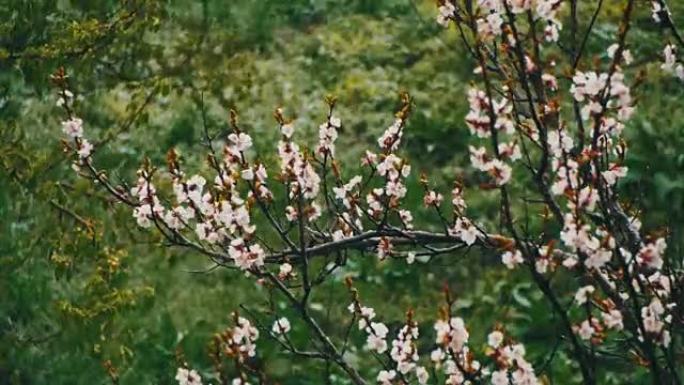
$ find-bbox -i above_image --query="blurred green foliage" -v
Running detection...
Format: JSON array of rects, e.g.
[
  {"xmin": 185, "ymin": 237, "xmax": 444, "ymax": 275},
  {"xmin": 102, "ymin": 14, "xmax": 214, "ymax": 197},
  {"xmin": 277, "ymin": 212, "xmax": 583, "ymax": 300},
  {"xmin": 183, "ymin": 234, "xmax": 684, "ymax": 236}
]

-=-=-

*GOAL:* Rewrite the lines of the records above, substituting "leaves" for "foliage" and leaving everything else the same. Omit the pictures from your answer.

*CORRECT OUTPUT:*
$ find-bbox -i above_image --query="blurred green leaves" -v
Running detection...
Format: JSON array of rects, e.g.
[
  {"xmin": 185, "ymin": 237, "xmax": 444, "ymax": 275},
  {"xmin": 102, "ymin": 14, "xmax": 214, "ymax": 197},
  {"xmin": 277, "ymin": 212, "xmax": 583, "ymax": 300},
  {"xmin": 183, "ymin": 234, "xmax": 684, "ymax": 236}
]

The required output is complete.